▶ PROBLEM DESCRIPTION: Rewrite the data below, replacing every occurrence of "branch" with "twig" and leaving everything else unchanged.

[begin WORKING DATA]

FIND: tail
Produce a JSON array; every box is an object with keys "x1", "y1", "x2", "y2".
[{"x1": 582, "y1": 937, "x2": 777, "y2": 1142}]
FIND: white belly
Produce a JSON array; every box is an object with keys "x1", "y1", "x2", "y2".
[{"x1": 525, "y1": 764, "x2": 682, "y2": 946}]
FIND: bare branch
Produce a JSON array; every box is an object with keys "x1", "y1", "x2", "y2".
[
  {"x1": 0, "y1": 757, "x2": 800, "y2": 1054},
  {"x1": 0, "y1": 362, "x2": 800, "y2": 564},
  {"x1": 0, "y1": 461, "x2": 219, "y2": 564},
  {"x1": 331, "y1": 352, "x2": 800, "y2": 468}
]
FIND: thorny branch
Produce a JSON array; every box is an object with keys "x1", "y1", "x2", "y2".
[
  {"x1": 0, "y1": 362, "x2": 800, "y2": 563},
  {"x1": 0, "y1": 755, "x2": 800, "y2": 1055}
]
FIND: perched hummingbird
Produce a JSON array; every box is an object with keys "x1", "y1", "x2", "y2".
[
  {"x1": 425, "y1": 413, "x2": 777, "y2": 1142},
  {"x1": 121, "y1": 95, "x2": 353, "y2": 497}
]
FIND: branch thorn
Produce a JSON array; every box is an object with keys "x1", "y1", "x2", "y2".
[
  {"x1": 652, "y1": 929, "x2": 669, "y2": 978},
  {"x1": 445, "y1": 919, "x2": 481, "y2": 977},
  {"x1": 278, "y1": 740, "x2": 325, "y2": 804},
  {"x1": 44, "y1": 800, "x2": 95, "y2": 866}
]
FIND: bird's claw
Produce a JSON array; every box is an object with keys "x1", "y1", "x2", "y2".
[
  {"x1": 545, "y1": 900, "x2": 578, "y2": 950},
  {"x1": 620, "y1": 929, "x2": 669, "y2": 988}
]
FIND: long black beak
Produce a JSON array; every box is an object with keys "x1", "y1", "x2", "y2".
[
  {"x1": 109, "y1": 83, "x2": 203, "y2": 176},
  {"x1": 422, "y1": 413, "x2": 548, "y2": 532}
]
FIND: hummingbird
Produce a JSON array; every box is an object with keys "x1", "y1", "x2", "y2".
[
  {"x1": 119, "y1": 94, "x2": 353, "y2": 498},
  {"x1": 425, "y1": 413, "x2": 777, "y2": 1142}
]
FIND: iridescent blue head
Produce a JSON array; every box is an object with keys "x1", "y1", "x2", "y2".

[end WORKING DATA]

▶ SOLUTION TO THIS TASK:
FIND: tail
Produce a JSON array; every box is an object with keys "x1", "y1", "x2", "y2".
[{"x1": 582, "y1": 937, "x2": 777, "y2": 1142}]
FIND: white belly
Produce a JSON array; every box is an object with keys "x1", "y1", "x2", "y2".
[{"x1": 525, "y1": 764, "x2": 682, "y2": 946}]
FIND: bare twig
Produce a JSON array; every box is an object with keys "x1", "y1", "x2", "y2".
[
  {"x1": 0, "y1": 757, "x2": 800, "y2": 1054},
  {"x1": 0, "y1": 362, "x2": 800, "y2": 564},
  {"x1": 0, "y1": 461, "x2": 219, "y2": 564},
  {"x1": 331, "y1": 352, "x2": 800, "y2": 468}
]
FIND: thorny twig
Produce a JSON array; every box is an object with keys "x1", "y1", "x2", "y2".
[
  {"x1": 0, "y1": 362, "x2": 800, "y2": 563},
  {"x1": 0, "y1": 755, "x2": 800, "y2": 1055}
]
FIND: perched hummingbird
Produce a JSON array; every box is an object with keys "x1", "y1", "x2", "y2".
[
  {"x1": 425, "y1": 413, "x2": 777, "y2": 1142},
  {"x1": 121, "y1": 95, "x2": 353, "y2": 497}
]
FIND: twig thorn
Produce a JSON array; every box is an object with keys "x1", "y1", "x2", "y2".
[
  {"x1": 652, "y1": 929, "x2": 669, "y2": 978},
  {"x1": 445, "y1": 919, "x2": 481, "y2": 977},
  {"x1": 278, "y1": 740, "x2": 325, "y2": 804},
  {"x1": 44, "y1": 800, "x2": 95, "y2": 866}
]
FIND: bird's claw
Produce a JSON array; every box is an object with keys "x1", "y1", "x2", "y2".
[
  {"x1": 545, "y1": 900, "x2": 578, "y2": 950},
  {"x1": 620, "y1": 929, "x2": 669, "y2": 988}
]
FIND: long black beak
Produce a JSON array; every box is an object with keys "x1", "y1", "x2", "y2".
[
  {"x1": 109, "y1": 83, "x2": 203, "y2": 176},
  {"x1": 422, "y1": 413, "x2": 548, "y2": 532}
]
FIND: hummingbird
Produce a JSON array; every box is an object with keys "x1", "y1", "x2", "y2".
[
  {"x1": 119, "y1": 94, "x2": 353, "y2": 498},
  {"x1": 425, "y1": 413, "x2": 777, "y2": 1142}
]
FIND: iridescent blue head
Produce a JSON array; every box is an object with keys "x1", "y1", "x2", "y2".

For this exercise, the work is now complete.